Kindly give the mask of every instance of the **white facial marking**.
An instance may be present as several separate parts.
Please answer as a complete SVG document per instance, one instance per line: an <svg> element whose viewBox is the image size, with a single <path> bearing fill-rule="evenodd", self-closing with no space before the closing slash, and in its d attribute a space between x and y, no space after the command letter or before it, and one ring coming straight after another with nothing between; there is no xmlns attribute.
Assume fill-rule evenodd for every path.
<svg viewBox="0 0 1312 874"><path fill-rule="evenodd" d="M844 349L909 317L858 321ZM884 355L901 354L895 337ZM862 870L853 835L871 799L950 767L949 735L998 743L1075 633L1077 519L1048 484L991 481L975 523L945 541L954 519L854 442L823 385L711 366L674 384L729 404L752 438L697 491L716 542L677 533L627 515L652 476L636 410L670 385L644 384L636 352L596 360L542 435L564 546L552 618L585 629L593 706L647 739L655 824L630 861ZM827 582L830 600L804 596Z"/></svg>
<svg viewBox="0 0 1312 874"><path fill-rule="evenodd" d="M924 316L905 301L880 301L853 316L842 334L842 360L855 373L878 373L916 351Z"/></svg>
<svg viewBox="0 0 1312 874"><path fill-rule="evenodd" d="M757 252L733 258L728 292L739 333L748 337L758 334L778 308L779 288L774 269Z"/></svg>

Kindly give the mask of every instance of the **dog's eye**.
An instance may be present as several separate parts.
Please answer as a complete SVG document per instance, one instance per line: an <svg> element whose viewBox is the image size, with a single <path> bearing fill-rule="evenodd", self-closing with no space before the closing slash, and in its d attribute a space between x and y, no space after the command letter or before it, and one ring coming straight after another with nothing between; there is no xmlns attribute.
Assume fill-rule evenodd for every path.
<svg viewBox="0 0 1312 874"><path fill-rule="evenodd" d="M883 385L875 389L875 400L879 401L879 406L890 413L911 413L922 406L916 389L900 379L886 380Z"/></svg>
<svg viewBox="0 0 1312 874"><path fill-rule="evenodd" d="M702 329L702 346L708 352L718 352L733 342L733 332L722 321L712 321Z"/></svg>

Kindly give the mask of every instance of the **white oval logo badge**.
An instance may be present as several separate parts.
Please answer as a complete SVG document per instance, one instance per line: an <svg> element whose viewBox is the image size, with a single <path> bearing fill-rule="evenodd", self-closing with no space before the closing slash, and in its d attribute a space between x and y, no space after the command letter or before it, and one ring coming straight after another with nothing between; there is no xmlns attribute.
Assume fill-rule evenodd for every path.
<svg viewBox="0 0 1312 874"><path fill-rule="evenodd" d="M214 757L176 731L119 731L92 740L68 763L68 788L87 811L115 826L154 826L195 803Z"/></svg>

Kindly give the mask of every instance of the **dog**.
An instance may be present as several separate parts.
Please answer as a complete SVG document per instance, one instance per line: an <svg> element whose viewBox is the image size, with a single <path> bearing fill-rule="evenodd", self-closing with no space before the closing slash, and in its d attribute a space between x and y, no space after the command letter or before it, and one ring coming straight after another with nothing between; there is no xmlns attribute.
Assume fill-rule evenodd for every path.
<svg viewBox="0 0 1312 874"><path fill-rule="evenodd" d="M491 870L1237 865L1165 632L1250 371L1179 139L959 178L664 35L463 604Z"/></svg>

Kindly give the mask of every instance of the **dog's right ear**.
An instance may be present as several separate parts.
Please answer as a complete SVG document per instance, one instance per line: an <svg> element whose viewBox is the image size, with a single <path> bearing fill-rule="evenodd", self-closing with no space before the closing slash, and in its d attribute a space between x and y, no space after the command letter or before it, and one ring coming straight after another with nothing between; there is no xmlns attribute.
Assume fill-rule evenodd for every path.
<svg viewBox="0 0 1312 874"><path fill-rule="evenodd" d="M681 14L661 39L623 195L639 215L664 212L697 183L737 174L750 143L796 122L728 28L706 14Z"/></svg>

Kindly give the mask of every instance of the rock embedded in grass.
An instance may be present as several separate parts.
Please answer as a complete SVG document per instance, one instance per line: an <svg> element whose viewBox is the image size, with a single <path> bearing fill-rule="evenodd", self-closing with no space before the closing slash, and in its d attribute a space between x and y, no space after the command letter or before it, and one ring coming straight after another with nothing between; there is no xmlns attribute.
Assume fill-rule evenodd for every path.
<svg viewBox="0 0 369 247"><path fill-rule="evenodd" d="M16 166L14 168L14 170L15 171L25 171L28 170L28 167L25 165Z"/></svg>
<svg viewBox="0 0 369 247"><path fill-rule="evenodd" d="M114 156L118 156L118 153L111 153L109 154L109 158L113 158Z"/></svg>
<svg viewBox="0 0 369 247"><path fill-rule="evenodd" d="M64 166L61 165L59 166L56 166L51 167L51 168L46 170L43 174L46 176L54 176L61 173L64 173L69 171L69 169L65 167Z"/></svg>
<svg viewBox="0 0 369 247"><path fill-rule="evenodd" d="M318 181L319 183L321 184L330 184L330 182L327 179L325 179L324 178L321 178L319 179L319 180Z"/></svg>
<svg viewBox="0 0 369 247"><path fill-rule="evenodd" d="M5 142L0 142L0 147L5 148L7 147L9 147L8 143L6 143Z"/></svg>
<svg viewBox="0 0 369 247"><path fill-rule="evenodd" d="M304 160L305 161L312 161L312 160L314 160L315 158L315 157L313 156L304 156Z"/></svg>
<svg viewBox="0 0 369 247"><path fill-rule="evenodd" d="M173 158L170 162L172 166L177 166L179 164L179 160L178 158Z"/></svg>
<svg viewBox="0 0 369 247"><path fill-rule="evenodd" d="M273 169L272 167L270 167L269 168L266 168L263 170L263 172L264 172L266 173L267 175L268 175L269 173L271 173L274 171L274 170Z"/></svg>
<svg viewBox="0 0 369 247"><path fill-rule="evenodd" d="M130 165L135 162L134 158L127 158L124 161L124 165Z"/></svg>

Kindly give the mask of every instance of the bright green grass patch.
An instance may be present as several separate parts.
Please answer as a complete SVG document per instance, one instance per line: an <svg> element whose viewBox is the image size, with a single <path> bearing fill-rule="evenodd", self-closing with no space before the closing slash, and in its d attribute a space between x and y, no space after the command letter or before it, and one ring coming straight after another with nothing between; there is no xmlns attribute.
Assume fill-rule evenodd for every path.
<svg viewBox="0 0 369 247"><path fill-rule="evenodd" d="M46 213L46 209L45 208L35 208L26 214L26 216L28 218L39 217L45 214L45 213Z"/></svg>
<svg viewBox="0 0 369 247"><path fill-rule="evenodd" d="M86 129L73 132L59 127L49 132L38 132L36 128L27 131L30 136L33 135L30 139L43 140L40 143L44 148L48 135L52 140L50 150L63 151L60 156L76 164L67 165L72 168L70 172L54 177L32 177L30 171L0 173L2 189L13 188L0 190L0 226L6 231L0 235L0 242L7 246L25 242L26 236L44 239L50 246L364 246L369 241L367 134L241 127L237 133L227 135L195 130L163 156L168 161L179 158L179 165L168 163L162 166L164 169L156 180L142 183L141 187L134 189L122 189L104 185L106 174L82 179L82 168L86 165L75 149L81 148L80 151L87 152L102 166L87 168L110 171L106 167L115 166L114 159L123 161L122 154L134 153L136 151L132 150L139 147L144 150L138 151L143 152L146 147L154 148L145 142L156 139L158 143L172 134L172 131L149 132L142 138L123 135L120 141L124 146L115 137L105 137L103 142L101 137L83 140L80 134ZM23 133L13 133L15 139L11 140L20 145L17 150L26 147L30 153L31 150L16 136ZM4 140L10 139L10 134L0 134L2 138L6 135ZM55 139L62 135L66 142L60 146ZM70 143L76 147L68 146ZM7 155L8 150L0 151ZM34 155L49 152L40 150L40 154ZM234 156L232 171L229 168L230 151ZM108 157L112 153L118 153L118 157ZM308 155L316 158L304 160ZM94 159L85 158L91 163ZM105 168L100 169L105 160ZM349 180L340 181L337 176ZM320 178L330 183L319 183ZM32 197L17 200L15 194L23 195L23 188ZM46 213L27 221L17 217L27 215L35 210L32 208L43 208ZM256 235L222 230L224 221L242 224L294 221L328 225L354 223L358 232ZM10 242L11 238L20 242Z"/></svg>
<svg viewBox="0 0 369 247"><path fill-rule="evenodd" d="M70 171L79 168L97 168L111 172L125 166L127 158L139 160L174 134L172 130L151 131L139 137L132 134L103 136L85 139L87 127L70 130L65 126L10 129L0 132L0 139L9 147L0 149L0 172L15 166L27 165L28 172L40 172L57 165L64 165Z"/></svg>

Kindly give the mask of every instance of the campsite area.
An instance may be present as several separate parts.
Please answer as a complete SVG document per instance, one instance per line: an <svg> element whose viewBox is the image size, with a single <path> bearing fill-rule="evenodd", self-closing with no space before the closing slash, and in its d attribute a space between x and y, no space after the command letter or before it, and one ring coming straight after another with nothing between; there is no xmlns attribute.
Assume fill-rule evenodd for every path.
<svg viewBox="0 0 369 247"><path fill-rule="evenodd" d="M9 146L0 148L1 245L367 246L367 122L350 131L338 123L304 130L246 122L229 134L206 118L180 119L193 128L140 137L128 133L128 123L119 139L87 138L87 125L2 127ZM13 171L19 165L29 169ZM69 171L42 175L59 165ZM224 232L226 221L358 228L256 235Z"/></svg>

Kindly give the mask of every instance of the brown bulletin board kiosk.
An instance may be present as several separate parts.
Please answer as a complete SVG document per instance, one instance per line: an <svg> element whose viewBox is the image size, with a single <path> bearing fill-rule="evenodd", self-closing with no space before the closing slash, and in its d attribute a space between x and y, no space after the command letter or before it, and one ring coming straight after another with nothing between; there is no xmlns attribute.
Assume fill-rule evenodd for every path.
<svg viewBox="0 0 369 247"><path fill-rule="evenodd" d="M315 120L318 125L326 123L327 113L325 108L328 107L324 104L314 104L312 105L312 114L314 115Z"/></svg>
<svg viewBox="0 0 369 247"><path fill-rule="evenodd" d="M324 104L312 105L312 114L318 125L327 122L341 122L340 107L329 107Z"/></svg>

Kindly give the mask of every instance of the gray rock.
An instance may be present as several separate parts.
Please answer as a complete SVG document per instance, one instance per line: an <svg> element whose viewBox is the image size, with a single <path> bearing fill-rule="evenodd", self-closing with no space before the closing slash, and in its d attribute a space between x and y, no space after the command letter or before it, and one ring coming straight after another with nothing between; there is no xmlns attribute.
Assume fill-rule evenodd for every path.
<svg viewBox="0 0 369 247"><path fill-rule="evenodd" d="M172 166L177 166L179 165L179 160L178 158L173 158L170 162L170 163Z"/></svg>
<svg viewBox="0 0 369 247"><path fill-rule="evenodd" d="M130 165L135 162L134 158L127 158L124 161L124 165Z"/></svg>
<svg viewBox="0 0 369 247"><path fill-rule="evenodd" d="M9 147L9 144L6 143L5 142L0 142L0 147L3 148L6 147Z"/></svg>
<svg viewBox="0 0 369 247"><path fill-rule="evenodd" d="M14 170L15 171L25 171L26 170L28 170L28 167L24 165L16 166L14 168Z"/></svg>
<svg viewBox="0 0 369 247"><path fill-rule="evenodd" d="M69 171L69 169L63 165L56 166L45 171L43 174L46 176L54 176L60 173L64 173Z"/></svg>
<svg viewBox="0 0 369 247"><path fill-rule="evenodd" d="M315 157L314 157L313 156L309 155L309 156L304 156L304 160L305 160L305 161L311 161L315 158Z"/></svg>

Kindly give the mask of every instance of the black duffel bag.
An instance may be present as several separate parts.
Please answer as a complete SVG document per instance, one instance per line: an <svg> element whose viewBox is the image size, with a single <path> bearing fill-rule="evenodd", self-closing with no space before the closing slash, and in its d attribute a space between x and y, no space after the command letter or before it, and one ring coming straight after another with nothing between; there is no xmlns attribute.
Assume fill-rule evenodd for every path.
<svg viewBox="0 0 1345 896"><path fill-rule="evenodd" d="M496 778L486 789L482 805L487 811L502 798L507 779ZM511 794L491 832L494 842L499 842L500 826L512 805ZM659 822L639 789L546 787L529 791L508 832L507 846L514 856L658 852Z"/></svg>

━━━━━━━━━━━━━━━━━━━━━━━━━━━━━━

- EXERCISE DIRECTIONS -
Can you repeat the lines from the very first one through the line containing "252L733 258L728 292L739", with both ends included?

- SOLUTION FOR THIS TASK -
Kindly give the mask of every instance of the **white facial marking**.
An instance may be present as several separate parts.
Please answer as a complete SVG document per instance, one instance per line: an <svg> element whose viewBox is the image size, with a single <path> bearing fill-rule="evenodd", self-closing with no space before the closing slash, and in its d attribute a space between x and y, no space after the command letter or before it, and one ring coming straight after another with nothing between; there is no xmlns attribute.
Assume fill-rule evenodd for every path.
<svg viewBox="0 0 1312 874"><path fill-rule="evenodd" d="M844 349L909 317L858 321ZM884 355L901 354L895 337ZM862 870L853 835L871 799L950 767L949 735L998 743L1075 633L1077 519L1048 484L991 481L975 523L945 541L954 519L854 442L823 385L711 366L674 384L729 404L752 438L697 491L716 542L677 533L627 515L652 476L636 410L670 385L644 384L636 352L596 360L542 435L564 546L552 618L585 629L593 706L647 739L655 824L630 861ZM827 582L830 600L804 596Z"/></svg>
<svg viewBox="0 0 1312 874"><path fill-rule="evenodd" d="M924 316L905 301L880 301L853 316L842 334L842 360L855 373L878 373L916 351Z"/></svg>
<svg viewBox="0 0 1312 874"><path fill-rule="evenodd" d="M757 252L733 258L728 292L739 333L748 337L758 334L778 308L779 288L774 269Z"/></svg>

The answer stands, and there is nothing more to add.